_Task goal_
Copy out all lines of the records in which the word "logo" appears.

Image-backed grounding data

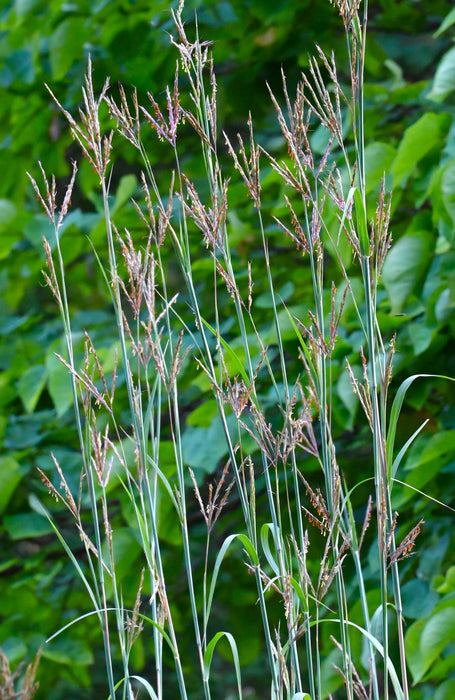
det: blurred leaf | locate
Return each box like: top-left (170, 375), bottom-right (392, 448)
top-left (0, 199), bottom-right (17, 226)
top-left (4, 413), bottom-right (52, 449)
top-left (111, 174), bottom-right (137, 215)
top-left (436, 566), bottom-right (455, 594)
top-left (17, 364), bottom-right (47, 413)
top-left (0, 49), bottom-right (34, 87)
top-left (406, 617), bottom-right (427, 683)
top-left (186, 399), bottom-right (219, 427)
top-left (46, 353), bottom-right (73, 417)
top-left (418, 532), bottom-right (450, 580)
top-left (0, 456), bottom-right (22, 514)
top-left (392, 113), bottom-right (451, 185)
top-left (0, 199), bottom-right (18, 260)
top-left (48, 18), bottom-right (89, 80)
top-left (101, 528), bottom-right (142, 597)
top-left (0, 638), bottom-right (27, 665)
top-left (157, 493), bottom-right (181, 546)
top-left (3, 512), bottom-right (53, 539)
top-left (406, 605), bottom-right (455, 683)
top-left (406, 321), bottom-right (434, 355)
top-left (336, 365), bottom-right (359, 430)
top-left (382, 233), bottom-right (434, 312)
top-left (404, 430), bottom-right (455, 471)
top-left (427, 46), bottom-right (455, 102)
top-left (43, 637), bottom-right (94, 666)
top-left (364, 141), bottom-right (395, 193)
top-left (435, 680), bottom-right (455, 700)
top-left (433, 7), bottom-right (455, 37)
top-left (182, 414), bottom-right (237, 474)
top-left (401, 578), bottom-right (438, 619)
top-left (14, 0), bottom-right (47, 18)
top-left (441, 157), bottom-right (455, 226)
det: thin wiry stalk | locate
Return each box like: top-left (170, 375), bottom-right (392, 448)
top-left (164, 14), bottom-right (284, 694)
top-left (28, 164), bottom-right (117, 700)
top-left (33, 2), bottom-right (418, 698)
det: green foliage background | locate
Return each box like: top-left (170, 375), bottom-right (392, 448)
top-left (1, 0), bottom-right (455, 697)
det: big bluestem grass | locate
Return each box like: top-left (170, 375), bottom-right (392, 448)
top-left (0, 648), bottom-right (41, 700)
top-left (28, 0), bottom-right (427, 698)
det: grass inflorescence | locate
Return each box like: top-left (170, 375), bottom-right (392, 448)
top-left (28, 1), bottom-right (430, 698)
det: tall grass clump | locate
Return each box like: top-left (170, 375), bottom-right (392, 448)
top-left (28, 0), bottom-right (432, 698)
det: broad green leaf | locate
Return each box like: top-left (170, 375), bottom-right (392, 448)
top-left (382, 233), bottom-right (433, 313)
top-left (436, 566), bottom-right (455, 594)
top-left (337, 364), bottom-right (360, 428)
top-left (0, 457), bottom-right (22, 514)
top-left (441, 157), bottom-right (455, 225)
top-left (364, 141), bottom-right (395, 193)
top-left (435, 680), bottom-right (455, 700)
top-left (186, 399), bottom-right (218, 427)
top-left (43, 637), bottom-right (94, 666)
top-left (23, 214), bottom-right (53, 252)
top-left (3, 512), bottom-right (53, 539)
top-left (391, 113), bottom-right (451, 185)
top-left (404, 430), bottom-right (455, 472)
top-left (263, 305), bottom-right (308, 344)
top-left (256, 280), bottom-right (294, 308)
top-left (401, 579), bottom-right (438, 620)
top-left (406, 616), bottom-right (426, 683)
top-left (427, 46), bottom-right (455, 102)
top-left (200, 317), bottom-right (251, 387)
top-left (46, 353), bottom-right (73, 417)
top-left (0, 199), bottom-right (18, 260)
top-left (17, 364), bottom-right (47, 413)
top-left (0, 199), bottom-right (17, 226)
top-left (111, 174), bottom-right (137, 215)
top-left (406, 321), bottom-right (434, 355)
top-left (418, 532), bottom-right (451, 580)
top-left (182, 413), bottom-right (236, 473)
top-left (4, 413), bottom-right (50, 448)
top-left (49, 18), bottom-right (89, 80)
top-left (157, 491), bottom-right (181, 546)
top-left (101, 528), bottom-right (141, 598)
top-left (419, 608), bottom-right (455, 682)
top-left (406, 601), bottom-right (455, 683)
top-left (0, 638), bottom-right (27, 665)
top-left (433, 7), bottom-right (455, 36)
top-left (319, 646), bottom-right (345, 697)
top-left (14, 0), bottom-right (46, 17)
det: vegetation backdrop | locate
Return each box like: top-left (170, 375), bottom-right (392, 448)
top-left (1, 0), bottom-right (455, 698)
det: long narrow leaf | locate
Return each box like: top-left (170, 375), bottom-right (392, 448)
top-left (203, 631), bottom-right (242, 699)
top-left (206, 533), bottom-right (259, 624)
top-left (386, 374), bottom-right (455, 481)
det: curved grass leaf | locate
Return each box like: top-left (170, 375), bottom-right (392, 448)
top-left (354, 188), bottom-right (370, 258)
top-left (386, 373), bottom-right (455, 482)
top-left (206, 533), bottom-right (259, 625)
top-left (319, 618), bottom-right (404, 700)
top-left (203, 631), bottom-right (242, 698)
top-left (260, 522), bottom-right (281, 577)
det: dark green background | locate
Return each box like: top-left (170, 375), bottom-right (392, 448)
top-left (1, 0), bottom-right (455, 697)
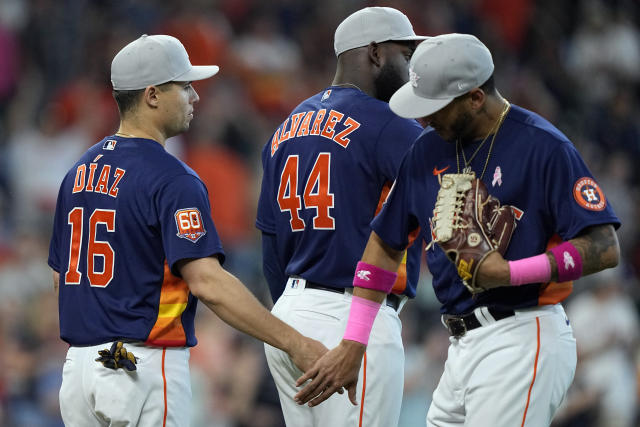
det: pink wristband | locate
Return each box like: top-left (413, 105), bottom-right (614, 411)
top-left (342, 296), bottom-right (382, 345)
top-left (508, 254), bottom-right (551, 286)
top-left (352, 261), bottom-right (398, 292)
top-left (549, 242), bottom-right (583, 282)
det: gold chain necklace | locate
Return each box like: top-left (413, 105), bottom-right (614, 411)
top-left (456, 100), bottom-right (511, 179)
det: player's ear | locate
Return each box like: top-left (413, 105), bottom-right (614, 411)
top-left (143, 85), bottom-right (161, 108)
top-left (467, 88), bottom-right (486, 112)
top-left (367, 41), bottom-right (382, 68)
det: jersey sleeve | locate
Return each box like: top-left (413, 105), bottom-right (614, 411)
top-left (544, 141), bottom-right (620, 240)
top-left (374, 116), bottom-right (422, 180)
top-left (370, 151), bottom-right (421, 251)
top-left (256, 141), bottom-right (276, 234)
top-left (261, 231), bottom-right (287, 302)
top-left (48, 183), bottom-right (66, 272)
top-left (155, 174), bottom-right (226, 276)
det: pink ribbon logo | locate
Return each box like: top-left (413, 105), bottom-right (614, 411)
top-left (492, 166), bottom-right (502, 187)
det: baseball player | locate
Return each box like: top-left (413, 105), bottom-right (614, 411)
top-left (296, 34), bottom-right (621, 427)
top-left (255, 7), bottom-right (426, 427)
top-left (48, 34), bottom-right (325, 427)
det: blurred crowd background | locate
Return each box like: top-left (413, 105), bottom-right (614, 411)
top-left (0, 0), bottom-right (639, 426)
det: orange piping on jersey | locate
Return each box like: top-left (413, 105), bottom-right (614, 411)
top-left (146, 263), bottom-right (189, 346)
top-left (358, 351), bottom-right (367, 427)
top-left (162, 347), bottom-right (168, 427)
top-left (538, 234), bottom-right (573, 305)
top-left (521, 317), bottom-right (541, 427)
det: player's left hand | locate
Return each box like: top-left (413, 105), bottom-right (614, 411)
top-left (294, 339), bottom-right (365, 407)
top-left (475, 251), bottom-right (511, 289)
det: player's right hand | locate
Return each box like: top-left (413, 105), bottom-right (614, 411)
top-left (294, 339), bottom-right (365, 407)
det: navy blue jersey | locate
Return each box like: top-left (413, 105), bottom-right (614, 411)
top-left (372, 104), bottom-right (620, 314)
top-left (256, 87), bottom-right (423, 300)
top-left (48, 136), bottom-right (225, 347)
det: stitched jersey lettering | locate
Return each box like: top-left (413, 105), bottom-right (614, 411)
top-left (70, 163), bottom-right (126, 199)
top-left (270, 109), bottom-right (362, 156)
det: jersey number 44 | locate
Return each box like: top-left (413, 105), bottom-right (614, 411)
top-left (277, 153), bottom-right (335, 232)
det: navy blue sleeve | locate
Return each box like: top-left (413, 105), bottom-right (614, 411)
top-left (374, 116), bottom-right (422, 181)
top-left (371, 150), bottom-right (421, 251)
top-left (155, 174), bottom-right (226, 276)
top-left (256, 141), bottom-right (276, 233)
top-left (544, 142), bottom-right (620, 240)
top-left (48, 181), bottom-right (66, 272)
top-left (261, 231), bottom-right (287, 303)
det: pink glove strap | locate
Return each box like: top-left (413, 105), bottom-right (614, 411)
top-left (352, 261), bottom-right (398, 293)
top-left (508, 254), bottom-right (551, 286)
top-left (549, 242), bottom-right (583, 282)
top-left (342, 296), bottom-right (382, 346)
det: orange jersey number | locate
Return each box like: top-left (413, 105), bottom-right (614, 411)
top-left (65, 208), bottom-right (116, 287)
top-left (277, 153), bottom-right (335, 232)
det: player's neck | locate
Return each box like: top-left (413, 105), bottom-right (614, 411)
top-left (470, 94), bottom-right (509, 142)
top-left (116, 119), bottom-right (166, 146)
top-left (332, 68), bottom-right (374, 98)
top-left (332, 77), bottom-right (373, 95)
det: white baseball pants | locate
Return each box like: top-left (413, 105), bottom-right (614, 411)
top-left (427, 304), bottom-right (577, 427)
top-left (60, 342), bottom-right (191, 427)
top-left (265, 277), bottom-right (405, 427)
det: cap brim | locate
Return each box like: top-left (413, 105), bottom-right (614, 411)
top-left (176, 65), bottom-right (220, 82)
top-left (390, 35), bottom-right (429, 43)
top-left (389, 81), bottom-right (454, 118)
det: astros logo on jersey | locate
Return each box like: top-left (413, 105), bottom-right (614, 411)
top-left (174, 208), bottom-right (206, 242)
top-left (573, 177), bottom-right (606, 211)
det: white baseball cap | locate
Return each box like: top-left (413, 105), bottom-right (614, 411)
top-left (334, 7), bottom-right (427, 57)
top-left (390, 33), bottom-right (494, 118)
top-left (111, 34), bottom-right (220, 90)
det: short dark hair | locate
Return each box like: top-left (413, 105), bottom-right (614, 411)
top-left (479, 75), bottom-right (496, 94)
top-left (112, 89), bottom-right (144, 116)
top-left (112, 82), bottom-right (175, 116)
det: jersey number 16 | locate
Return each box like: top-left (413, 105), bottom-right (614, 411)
top-left (64, 207), bottom-right (115, 287)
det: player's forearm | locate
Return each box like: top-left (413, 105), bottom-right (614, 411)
top-left (361, 231), bottom-right (405, 273)
top-left (341, 231), bottom-right (405, 346)
top-left (180, 257), bottom-right (304, 353)
top-left (200, 271), bottom-right (303, 353)
top-left (480, 224), bottom-right (620, 288)
top-left (353, 232), bottom-right (404, 303)
top-left (552, 224), bottom-right (619, 280)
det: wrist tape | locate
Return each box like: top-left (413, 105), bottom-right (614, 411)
top-left (342, 296), bottom-right (381, 346)
top-left (509, 254), bottom-right (551, 286)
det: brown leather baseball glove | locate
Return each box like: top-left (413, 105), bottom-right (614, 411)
top-left (429, 173), bottom-right (516, 294)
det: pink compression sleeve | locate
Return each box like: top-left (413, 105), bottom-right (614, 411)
top-left (342, 296), bottom-right (382, 346)
top-left (508, 254), bottom-right (551, 286)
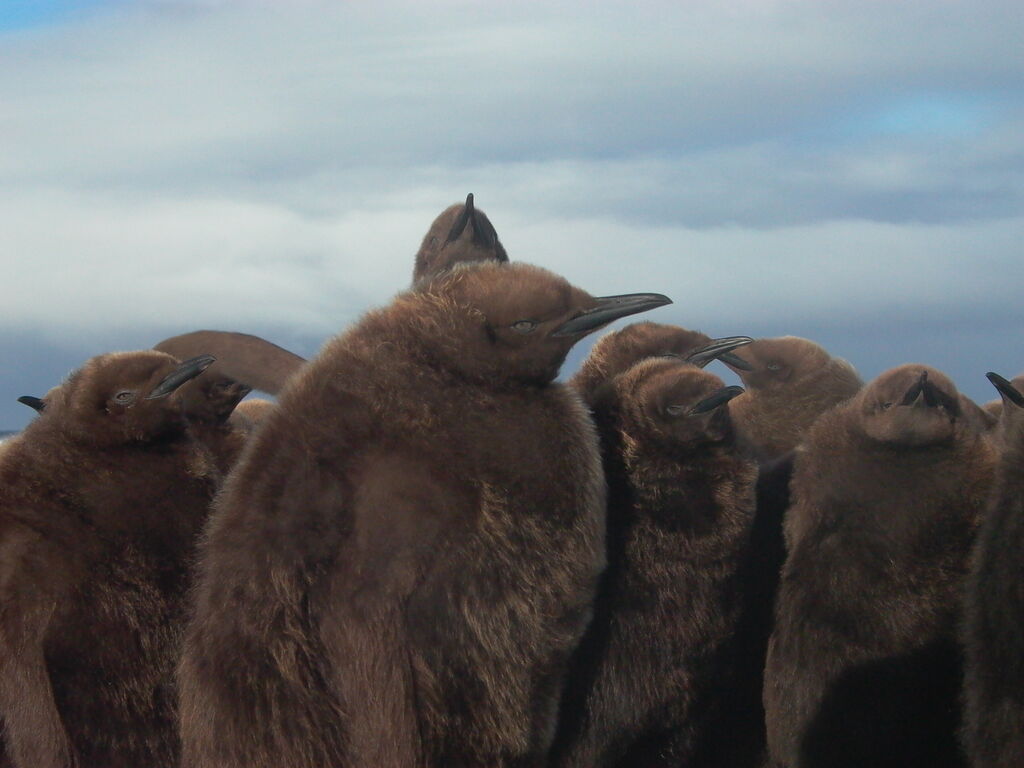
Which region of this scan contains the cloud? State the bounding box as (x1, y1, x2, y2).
(1, 0, 1022, 430)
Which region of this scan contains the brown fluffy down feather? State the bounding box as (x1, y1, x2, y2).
(0, 351, 221, 768)
(763, 364, 995, 768)
(177, 262, 675, 768)
(570, 322, 713, 407)
(553, 358, 756, 768)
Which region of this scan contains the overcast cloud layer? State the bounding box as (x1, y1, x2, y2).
(2, 0, 1023, 429)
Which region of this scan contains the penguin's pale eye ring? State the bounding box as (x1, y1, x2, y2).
(114, 391, 136, 405)
(511, 320, 537, 334)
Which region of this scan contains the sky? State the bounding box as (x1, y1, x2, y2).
(1, 0, 1022, 430)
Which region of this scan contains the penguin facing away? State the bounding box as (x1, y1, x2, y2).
(552, 351, 756, 768)
(962, 373, 1024, 768)
(177, 262, 671, 768)
(763, 364, 995, 768)
(0, 351, 216, 768)
(411, 193, 509, 285)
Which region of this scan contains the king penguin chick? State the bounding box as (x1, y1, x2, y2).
(411, 193, 509, 284)
(0, 351, 216, 768)
(552, 351, 756, 768)
(569, 321, 751, 407)
(763, 364, 996, 768)
(961, 373, 1024, 768)
(723, 336, 862, 463)
(177, 262, 671, 768)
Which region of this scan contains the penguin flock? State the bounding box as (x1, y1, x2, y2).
(0, 193, 1020, 768)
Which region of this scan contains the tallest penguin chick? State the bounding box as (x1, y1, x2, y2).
(178, 262, 671, 768)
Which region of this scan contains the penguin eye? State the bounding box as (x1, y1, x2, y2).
(881, 402, 893, 410)
(113, 391, 136, 406)
(766, 362, 782, 372)
(511, 320, 537, 334)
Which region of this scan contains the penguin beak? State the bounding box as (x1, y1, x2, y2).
(719, 352, 754, 371)
(684, 385, 746, 416)
(900, 371, 929, 407)
(146, 355, 217, 400)
(685, 336, 754, 369)
(552, 293, 673, 337)
(899, 371, 960, 414)
(987, 372, 1024, 408)
(17, 395, 45, 413)
(445, 193, 475, 244)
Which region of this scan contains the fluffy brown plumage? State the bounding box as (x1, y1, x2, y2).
(961, 373, 1024, 768)
(177, 262, 670, 768)
(552, 357, 755, 768)
(763, 364, 995, 768)
(570, 322, 713, 406)
(0, 351, 217, 768)
(724, 336, 862, 463)
(411, 193, 509, 284)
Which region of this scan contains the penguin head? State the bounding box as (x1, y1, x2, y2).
(859, 364, 962, 446)
(412, 193, 509, 285)
(409, 262, 671, 386)
(611, 358, 744, 449)
(56, 351, 215, 445)
(172, 372, 252, 426)
(723, 336, 832, 391)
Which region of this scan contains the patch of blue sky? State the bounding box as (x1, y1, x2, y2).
(783, 91, 1005, 149)
(0, 0, 112, 33)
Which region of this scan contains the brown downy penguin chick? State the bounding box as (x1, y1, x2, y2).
(551, 349, 756, 768)
(961, 373, 1024, 768)
(411, 192, 509, 284)
(569, 321, 751, 407)
(0, 351, 217, 768)
(177, 262, 671, 768)
(724, 336, 862, 462)
(763, 364, 996, 768)
(154, 330, 306, 396)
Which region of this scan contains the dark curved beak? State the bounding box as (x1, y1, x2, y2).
(900, 370, 929, 407)
(900, 370, 959, 413)
(685, 336, 754, 369)
(719, 351, 754, 371)
(17, 395, 45, 413)
(686, 385, 746, 416)
(146, 355, 216, 400)
(445, 192, 475, 244)
(552, 293, 673, 337)
(987, 371, 1024, 408)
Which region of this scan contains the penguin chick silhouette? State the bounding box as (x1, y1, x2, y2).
(724, 336, 862, 463)
(177, 262, 671, 768)
(569, 321, 751, 406)
(962, 373, 1024, 768)
(0, 351, 216, 768)
(154, 330, 306, 396)
(552, 355, 755, 768)
(411, 193, 509, 284)
(763, 364, 995, 768)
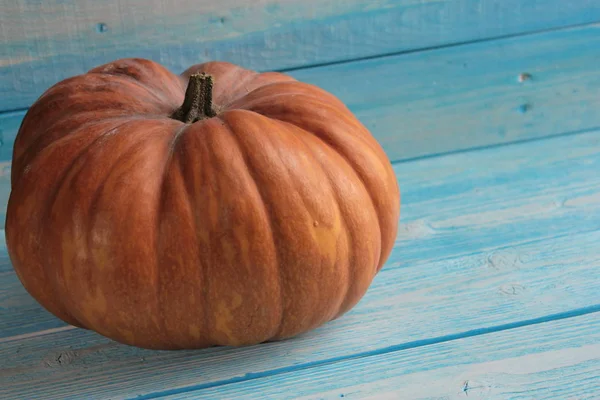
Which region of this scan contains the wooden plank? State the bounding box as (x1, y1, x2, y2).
(0, 111, 20, 162)
(0, 111, 18, 230)
(0, 271, 70, 338)
(162, 312, 600, 399)
(2, 130, 600, 399)
(4, 234, 600, 398)
(2, 22, 600, 176)
(2, 0, 600, 111)
(291, 22, 600, 161)
(2, 21, 600, 233)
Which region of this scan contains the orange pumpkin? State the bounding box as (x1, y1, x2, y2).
(6, 58, 400, 349)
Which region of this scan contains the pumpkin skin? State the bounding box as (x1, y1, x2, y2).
(6, 58, 400, 350)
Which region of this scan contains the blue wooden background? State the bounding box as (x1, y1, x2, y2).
(2, 1, 600, 229)
(1, 1, 600, 398)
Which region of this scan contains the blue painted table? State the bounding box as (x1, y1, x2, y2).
(1, 1, 600, 398)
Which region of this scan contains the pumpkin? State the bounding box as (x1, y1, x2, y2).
(6, 58, 400, 350)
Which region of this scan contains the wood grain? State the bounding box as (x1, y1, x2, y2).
(3, 0, 600, 111)
(2, 129, 600, 399)
(0, 111, 19, 162)
(162, 312, 600, 399)
(2, 22, 600, 184)
(291, 22, 600, 162)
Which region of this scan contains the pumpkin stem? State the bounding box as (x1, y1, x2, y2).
(172, 72, 217, 123)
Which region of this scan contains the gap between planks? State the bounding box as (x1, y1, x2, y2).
(390, 125, 600, 165)
(0, 326, 77, 345)
(156, 312, 600, 399)
(133, 306, 600, 399)
(278, 19, 600, 74)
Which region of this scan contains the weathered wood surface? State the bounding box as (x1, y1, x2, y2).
(3, 0, 600, 111)
(164, 313, 600, 399)
(3, 1, 600, 398)
(0, 111, 21, 162)
(2, 22, 600, 224)
(2, 129, 600, 399)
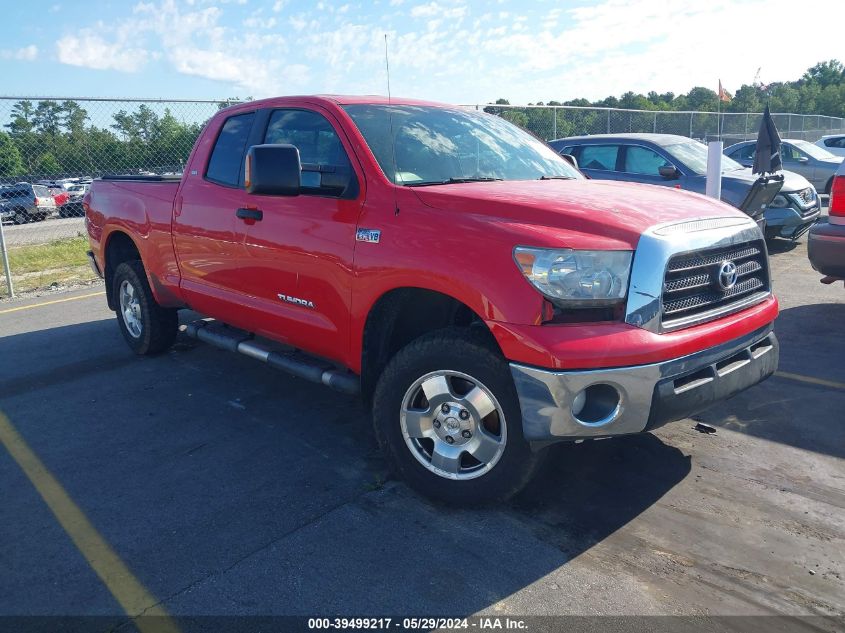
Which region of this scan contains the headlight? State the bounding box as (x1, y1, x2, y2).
(513, 247, 633, 306)
(769, 194, 790, 208)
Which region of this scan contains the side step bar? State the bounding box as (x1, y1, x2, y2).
(182, 320, 360, 396)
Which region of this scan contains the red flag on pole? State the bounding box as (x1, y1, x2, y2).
(718, 80, 731, 102)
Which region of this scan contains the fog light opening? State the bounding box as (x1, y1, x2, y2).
(571, 384, 621, 426)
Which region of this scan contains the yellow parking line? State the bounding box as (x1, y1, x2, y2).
(0, 291, 105, 315)
(774, 371, 845, 392)
(0, 413, 180, 633)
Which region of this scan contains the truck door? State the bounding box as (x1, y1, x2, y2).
(239, 106, 364, 366)
(173, 110, 256, 326)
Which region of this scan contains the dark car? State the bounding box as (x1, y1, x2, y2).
(808, 161, 845, 286)
(0, 182, 56, 224)
(549, 134, 822, 239)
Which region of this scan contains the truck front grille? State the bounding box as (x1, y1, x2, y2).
(661, 240, 770, 330)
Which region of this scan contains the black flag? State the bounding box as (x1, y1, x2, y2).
(752, 105, 782, 175)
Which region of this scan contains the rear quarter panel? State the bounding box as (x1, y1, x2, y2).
(86, 180, 183, 307)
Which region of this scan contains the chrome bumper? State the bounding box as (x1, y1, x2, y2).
(510, 326, 778, 442)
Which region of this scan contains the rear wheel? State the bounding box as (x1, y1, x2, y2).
(373, 329, 544, 505)
(113, 261, 178, 355)
(12, 209, 28, 225)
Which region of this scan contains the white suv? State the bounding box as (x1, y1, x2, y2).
(816, 135, 845, 158)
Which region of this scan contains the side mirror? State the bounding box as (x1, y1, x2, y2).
(245, 144, 300, 196)
(561, 153, 579, 169)
(659, 165, 680, 180)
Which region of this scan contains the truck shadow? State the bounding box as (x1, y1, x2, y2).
(691, 302, 845, 459)
(0, 314, 691, 619)
(510, 433, 690, 546)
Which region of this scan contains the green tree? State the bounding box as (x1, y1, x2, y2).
(802, 60, 845, 89)
(33, 100, 64, 136)
(0, 132, 24, 178)
(5, 100, 36, 135)
(35, 152, 61, 175)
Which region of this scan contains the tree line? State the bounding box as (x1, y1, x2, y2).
(489, 60, 845, 116)
(0, 100, 215, 181)
(484, 60, 845, 139)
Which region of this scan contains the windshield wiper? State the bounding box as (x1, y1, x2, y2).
(404, 177, 503, 187)
(539, 175, 575, 180)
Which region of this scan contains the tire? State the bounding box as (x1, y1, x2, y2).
(12, 209, 28, 225)
(373, 328, 544, 505)
(112, 260, 178, 355)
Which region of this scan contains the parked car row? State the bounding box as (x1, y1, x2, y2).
(0, 182, 57, 224)
(1, 178, 91, 224)
(548, 133, 825, 240)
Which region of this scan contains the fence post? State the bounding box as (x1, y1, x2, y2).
(553, 107, 557, 140)
(744, 112, 749, 139)
(607, 109, 611, 133)
(0, 219, 13, 299)
(689, 112, 694, 138)
(653, 112, 657, 133)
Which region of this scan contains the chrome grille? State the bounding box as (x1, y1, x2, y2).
(661, 240, 770, 330)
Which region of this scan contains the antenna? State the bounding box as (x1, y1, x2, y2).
(385, 33, 400, 214)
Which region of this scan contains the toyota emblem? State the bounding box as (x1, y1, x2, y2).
(717, 261, 738, 290)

_Exercise output_
det: pink ribbon logo | locate
det: astros logo on jersey | locate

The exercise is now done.